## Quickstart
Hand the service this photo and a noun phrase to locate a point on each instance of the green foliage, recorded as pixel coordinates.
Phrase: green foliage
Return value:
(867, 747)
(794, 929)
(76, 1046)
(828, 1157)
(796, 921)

> Instructions to follow: Please return every line of the listing above unchanged, keeping the original order.

> Problem solution:
## Quickstart
Hand the service this photo and a noun phrase to locate a point on each instance of the green foliage, recorded as pixel coordinates.
Phrase: green foliage
Return value:
(867, 747)
(794, 929)
(76, 1046)
(828, 1157)
(796, 921)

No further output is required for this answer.